• **Task prompt**: Quote all entries exactly, leaving pictures aside.

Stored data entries
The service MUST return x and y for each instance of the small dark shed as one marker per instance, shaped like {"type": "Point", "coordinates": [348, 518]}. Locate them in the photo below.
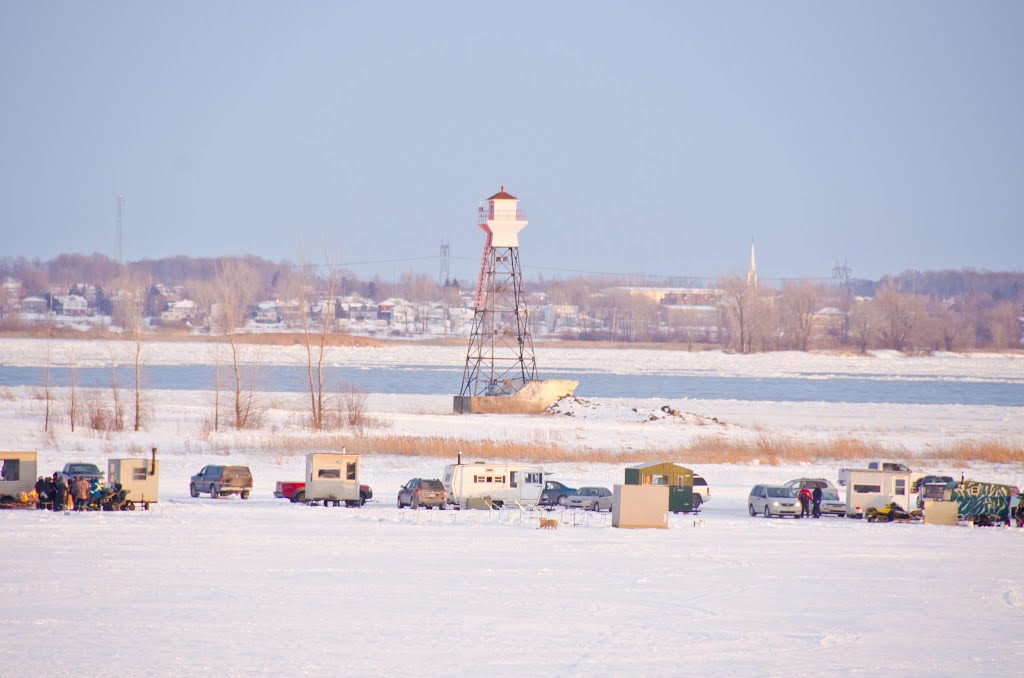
{"type": "Point", "coordinates": [678, 478]}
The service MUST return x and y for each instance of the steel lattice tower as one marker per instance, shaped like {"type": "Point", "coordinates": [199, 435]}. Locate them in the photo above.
{"type": "Point", "coordinates": [500, 358]}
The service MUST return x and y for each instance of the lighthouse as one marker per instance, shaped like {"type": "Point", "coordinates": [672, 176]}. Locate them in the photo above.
{"type": "Point", "coordinates": [500, 358]}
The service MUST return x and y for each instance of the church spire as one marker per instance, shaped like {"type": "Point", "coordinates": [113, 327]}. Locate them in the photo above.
{"type": "Point", "coordinates": [752, 271]}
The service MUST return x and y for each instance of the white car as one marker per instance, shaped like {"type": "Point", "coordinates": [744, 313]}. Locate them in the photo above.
{"type": "Point", "coordinates": [592, 499]}
{"type": "Point", "coordinates": [772, 501]}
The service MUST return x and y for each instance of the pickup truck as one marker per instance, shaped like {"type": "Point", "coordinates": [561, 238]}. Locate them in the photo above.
{"type": "Point", "coordinates": [296, 492]}
{"type": "Point", "coordinates": [79, 470]}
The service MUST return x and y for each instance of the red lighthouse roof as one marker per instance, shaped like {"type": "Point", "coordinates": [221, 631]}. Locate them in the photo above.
{"type": "Point", "coordinates": [501, 195]}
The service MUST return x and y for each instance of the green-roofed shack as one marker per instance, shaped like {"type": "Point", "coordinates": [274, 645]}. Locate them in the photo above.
{"type": "Point", "coordinates": [678, 478]}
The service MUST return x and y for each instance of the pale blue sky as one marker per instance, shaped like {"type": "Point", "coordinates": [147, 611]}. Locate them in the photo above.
{"type": "Point", "coordinates": [642, 136]}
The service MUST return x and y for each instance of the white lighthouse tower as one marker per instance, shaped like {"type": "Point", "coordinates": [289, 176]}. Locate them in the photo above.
{"type": "Point", "coordinates": [500, 359]}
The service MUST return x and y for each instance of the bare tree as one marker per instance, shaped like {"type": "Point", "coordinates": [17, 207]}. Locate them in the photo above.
{"type": "Point", "coordinates": [46, 383]}
{"type": "Point", "coordinates": [129, 312]}
{"type": "Point", "coordinates": [801, 302]}
{"type": "Point", "coordinates": [863, 326]}
{"type": "Point", "coordinates": [237, 282]}
{"type": "Point", "coordinates": [316, 342]}
{"type": "Point", "coordinates": [898, 314]}
{"type": "Point", "coordinates": [73, 413]}
{"type": "Point", "coordinates": [739, 301]}
{"type": "Point", "coordinates": [1004, 325]}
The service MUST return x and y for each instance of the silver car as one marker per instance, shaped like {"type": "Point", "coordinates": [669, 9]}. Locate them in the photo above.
{"type": "Point", "coordinates": [772, 501]}
{"type": "Point", "coordinates": [592, 499]}
{"type": "Point", "coordinates": [832, 504]}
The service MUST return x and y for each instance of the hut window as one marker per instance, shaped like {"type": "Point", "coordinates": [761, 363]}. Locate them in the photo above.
{"type": "Point", "coordinates": [11, 469]}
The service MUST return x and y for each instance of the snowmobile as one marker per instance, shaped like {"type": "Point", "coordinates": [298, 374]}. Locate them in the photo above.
{"type": "Point", "coordinates": [892, 512]}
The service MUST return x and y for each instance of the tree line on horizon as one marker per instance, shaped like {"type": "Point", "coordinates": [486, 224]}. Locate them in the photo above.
{"type": "Point", "coordinates": [910, 311]}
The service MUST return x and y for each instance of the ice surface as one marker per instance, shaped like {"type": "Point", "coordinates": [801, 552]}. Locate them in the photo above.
{"type": "Point", "coordinates": [264, 587]}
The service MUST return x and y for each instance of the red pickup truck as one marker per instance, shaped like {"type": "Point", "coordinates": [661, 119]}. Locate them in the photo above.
{"type": "Point", "coordinates": [296, 492]}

• **Answer space**:
The service MUST return x and y for each instance of the small dark shed as one marker per instance, shaped like {"type": "Point", "coordinates": [348, 518]}. Locate them in the photo below.
{"type": "Point", "coordinates": [678, 478]}
The service MUST return x and y for each instance of the steel lattice tower as one marker per instance, shaped like {"type": "Point", "coordinates": [199, 435]}. Locate them in the photo above.
{"type": "Point", "coordinates": [500, 358]}
The service MUST return x and y for each instance of the lighthouse as one marker per instance, shaped like {"type": "Point", "coordinates": [672, 176]}. Locate them in the photo above.
{"type": "Point", "coordinates": [500, 358]}
The service MUST return x and y for each instance of the church spire as one marker per instance, shaped like {"type": "Point", "coordinates": [113, 327]}. Locate them in the photo above.
{"type": "Point", "coordinates": [752, 271]}
The service MUST return x and y for each instance of the white car as one marker per instance, shaped like {"type": "Point", "coordinates": [744, 313]}. Locate them in the photo above.
{"type": "Point", "coordinates": [592, 499]}
{"type": "Point", "coordinates": [772, 501]}
The service MUST return x and y for each instance of the pickup truck as one marker per instance, shaped like {"type": "Point", "coordinates": [561, 238]}. Locate them in the photo above.
{"type": "Point", "coordinates": [296, 492]}
{"type": "Point", "coordinates": [79, 470]}
The service MUST return x and y for each instance of the red lighthouse roof as one marker per instance, shaped like {"type": "Point", "coordinates": [221, 631]}. Locate them in the photo above.
{"type": "Point", "coordinates": [501, 195]}
The service MUST return x and y for each instance of the green-roofed shack as one marker per instance, shaped like {"type": "Point", "coordinates": [274, 645]}. Locate them in the photo above.
{"type": "Point", "coordinates": [678, 478]}
The service MUST return x and y for each instance of the pale blue sky as one marker per instance, shaped like {"type": "Point", "coordinates": [147, 611]}. Locate them in the photo above.
{"type": "Point", "coordinates": [642, 136]}
The service MUST return x and y for each instance of the white lighthouse tower as one marker per instance, shaped like {"type": "Point", "coordinates": [289, 176]}. Locate them in the photo above.
{"type": "Point", "coordinates": [500, 359]}
The service MUST return x and y for each instance of the bare tree as one marker per instance, shaped like {"type": "Point", "coordinates": [17, 207]}. Locate them in the photo above.
{"type": "Point", "coordinates": [46, 383]}
{"type": "Point", "coordinates": [129, 312]}
{"type": "Point", "coordinates": [801, 302]}
{"type": "Point", "coordinates": [863, 326]}
{"type": "Point", "coordinates": [237, 282]}
{"type": "Point", "coordinates": [316, 342]}
{"type": "Point", "coordinates": [898, 314]}
{"type": "Point", "coordinates": [73, 413]}
{"type": "Point", "coordinates": [739, 301]}
{"type": "Point", "coordinates": [1004, 325]}
The service MUST return x and y for each instance of the silver car as one marker per instance, shaped like {"type": "Point", "coordinates": [669, 9]}. Locate them in the photo above.
{"type": "Point", "coordinates": [772, 501]}
{"type": "Point", "coordinates": [592, 499]}
{"type": "Point", "coordinates": [832, 504]}
The service MUST return x and y for each instance of the hut window as one marker per instance, shaped like {"type": "Point", "coordinates": [761, 363]}. Locate them in the photo above.
{"type": "Point", "coordinates": [11, 469]}
The service MUST return x and y for each instance of the snowmobile as one marker per instance, shaped like {"type": "Point", "coordinates": [298, 374]}. Locate them in the photo above.
{"type": "Point", "coordinates": [892, 512]}
The service MUST return x and y for each instance of the tree line on horizon as one marker per instance, shaped like {"type": "Point", "coordinates": [486, 224]}. Locate them in the photo above.
{"type": "Point", "coordinates": [910, 311]}
The service MUST return x and y for each instance of the ice surface as one marker per instance, shaped like {"type": "Point", "coordinates": [801, 552]}. Locate them in the photo above.
{"type": "Point", "coordinates": [264, 587]}
The service MUST return x and y for each instance of the red pickup truck as one marker per instance, shaped like {"type": "Point", "coordinates": [661, 119]}. Locate them in the photo above.
{"type": "Point", "coordinates": [296, 492]}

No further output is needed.